INSTRUCTIONS TO FOLLOW => Leaving out all images, write out the records that follow exactly.

EXCERPTED DATA =>
-- -- --
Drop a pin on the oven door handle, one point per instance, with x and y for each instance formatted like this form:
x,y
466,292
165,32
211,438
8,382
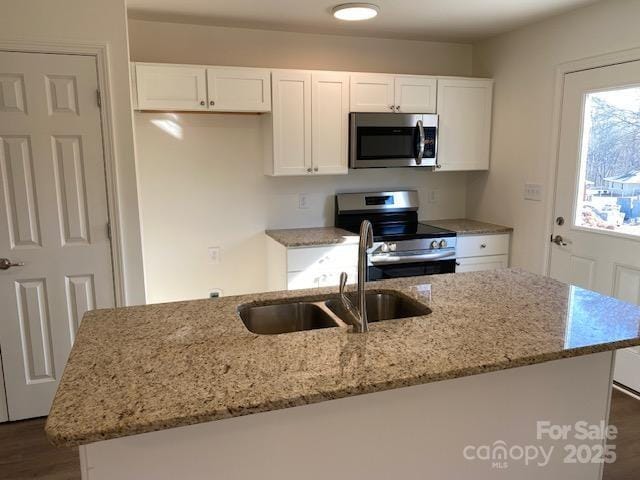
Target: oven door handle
x,y
421,140
390,259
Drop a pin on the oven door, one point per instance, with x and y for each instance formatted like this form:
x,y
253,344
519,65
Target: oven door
x,y
392,140
381,272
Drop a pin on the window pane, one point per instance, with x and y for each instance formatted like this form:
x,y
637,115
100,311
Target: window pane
x,y
609,187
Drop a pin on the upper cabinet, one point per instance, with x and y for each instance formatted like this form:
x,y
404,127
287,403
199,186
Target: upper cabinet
x,y
194,88
239,89
464,130
171,87
393,93
307,131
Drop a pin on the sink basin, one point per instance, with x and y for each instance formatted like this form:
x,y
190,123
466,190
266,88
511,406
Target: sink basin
x,y
382,306
285,318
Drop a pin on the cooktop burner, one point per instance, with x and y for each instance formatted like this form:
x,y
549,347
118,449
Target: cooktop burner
x,y
405,231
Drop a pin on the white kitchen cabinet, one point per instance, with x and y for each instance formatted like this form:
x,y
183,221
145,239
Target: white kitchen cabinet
x,y
307,130
239,89
309,267
393,93
464,130
288,127
372,93
171,87
482,252
415,94
329,122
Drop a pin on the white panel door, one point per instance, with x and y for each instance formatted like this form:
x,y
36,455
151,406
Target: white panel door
x,y
53,218
415,94
330,122
464,129
171,87
239,89
597,207
372,93
291,123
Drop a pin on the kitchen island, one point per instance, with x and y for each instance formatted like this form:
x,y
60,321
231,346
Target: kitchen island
x,y
185,390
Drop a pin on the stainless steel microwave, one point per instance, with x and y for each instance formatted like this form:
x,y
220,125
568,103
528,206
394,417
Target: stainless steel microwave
x,y
393,140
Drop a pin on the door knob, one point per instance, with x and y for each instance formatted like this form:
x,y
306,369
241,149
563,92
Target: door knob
x,y
6,264
558,240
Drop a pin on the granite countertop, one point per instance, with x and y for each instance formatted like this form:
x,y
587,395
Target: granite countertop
x,y
464,226
309,237
140,369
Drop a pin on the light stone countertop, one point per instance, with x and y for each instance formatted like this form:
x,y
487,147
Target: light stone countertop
x,y
465,226
141,369
310,237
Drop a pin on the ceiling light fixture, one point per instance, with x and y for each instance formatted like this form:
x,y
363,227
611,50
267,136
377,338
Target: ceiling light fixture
x,y
355,11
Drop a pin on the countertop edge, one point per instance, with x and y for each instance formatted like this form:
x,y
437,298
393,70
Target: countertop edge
x,y
222,414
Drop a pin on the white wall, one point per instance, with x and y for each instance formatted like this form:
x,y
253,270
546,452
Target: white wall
x,y
208,188
523,65
94,21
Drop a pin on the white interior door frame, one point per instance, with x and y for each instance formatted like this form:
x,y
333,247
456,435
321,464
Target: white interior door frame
x,y
101,53
587,63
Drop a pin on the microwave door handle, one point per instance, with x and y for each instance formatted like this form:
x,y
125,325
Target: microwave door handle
x,y
420,153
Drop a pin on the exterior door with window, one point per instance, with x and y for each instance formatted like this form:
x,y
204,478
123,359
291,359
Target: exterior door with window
-- -- --
RESPONSE FOR THIS EXERCISE =>
Drop a pin on the oven door handle, one point per instance, with x and y for each instance formatted like this form:
x,y
466,292
165,32
211,438
8,382
Target: oven door handle
x,y
421,140
390,259
Drop a pin on the oven door, one point per instance, with x and y for each instance formatted like this form:
x,y
253,344
519,65
Target: oven door
x,y
392,140
381,272
Drop a pin on the window pane, one point per instance, with x and y for each instance formatted like this form:
x,y
637,115
100,311
Target: window pane
x,y
609,187
Drop a pin on the upper cabinet, one point per instance, with x and y for each instance formatted like this form:
x,y
404,127
287,403
199,186
Target: upper cabinet
x,y
194,88
239,89
464,130
171,87
393,93
307,131
Drop a pin on the sink basin, one point per instance, with x and y for each instance formatted like this form:
x,y
190,123
466,190
266,88
511,406
Target: sink basin
x,y
382,306
285,318
Drop a pin on the cooktop burner, one point per instance, with x and y for each instance formatted like this form:
x,y
549,347
118,449
Target: cooktop burner
x,y
405,231
Drop a pin on the white kitchen cabinet, one point per instance, with x and y for each instance formatted like this form:
x,y
183,221
145,239
Target: white kitchen cabinet
x,y
307,130
239,89
309,267
393,93
464,130
288,127
372,93
171,87
482,252
415,94
329,122
Drop a pin on the white panel door, one point per instance, with x and y for each instance formatted like this form:
x,y
36,455
151,406
Target: white panel door
x,y
53,218
415,94
330,122
464,129
171,87
239,89
597,207
372,93
291,123
Drop a pin on the kitchen island, one point per instance, with x and y for each instance formatted like this form:
x,y
60,321
231,346
Target: kitchen island
x,y
185,390
Drop a pin on the stainless steel microwave, one point per instance, with x and y for each instance formatted like this form:
x,y
220,125
568,103
528,206
394,417
Target: stainless steel microwave
x,y
393,140
Drop a pin on the door knob, one point per instance, with x and y for each instance formatted like this form:
x,y
306,369
241,149
563,92
Target: door knob
x,y
6,264
558,240
Drop a pin on the granite countertop, one point per instance, with x and y for each instance formatted like this form:
x,y
587,395
Target: granite countertop
x,y
464,226
309,237
140,369
Drop a pin on the light stone countertop, one point per instance, with x and y for each instance formatted like this form:
x,y
487,147
Target: light stone countertop
x,y
465,226
141,369
310,237
Drop a pin on the ceiling light fixture, one point per instance, with x and y for each instance formatted like this form:
x,y
363,227
611,50
267,136
377,338
Target: ceiling light fixture
x,y
355,11
Drop a pin on the countertop edge, one point per instance, with x and y for each instance formatted like this form:
x,y
437,298
393,70
Target: countertop edge
x,y
222,414
Drop a pin on the white wall, one point per instance, with x and y for each instance formatted like this form:
x,y
253,270
546,452
Target: white wall
x,y
208,188
523,65
94,21
Drop a pin on the white interior door frame, one point per instance, with x and y for each instance formatted like this form:
x,y
333,247
456,435
321,464
Target: white interior door frame
x,y
101,53
587,63
Drop a pin on the microwave door handle, one point per instance, with x and y for each instance formatted like this form:
x,y
125,325
Target: microwave door handle
x,y
420,153
Drop a pin on the exterior door with window, one point per instance, with x and y for each instance formatted like this form:
x,y
204,478
123,359
291,359
Target: exterior door with window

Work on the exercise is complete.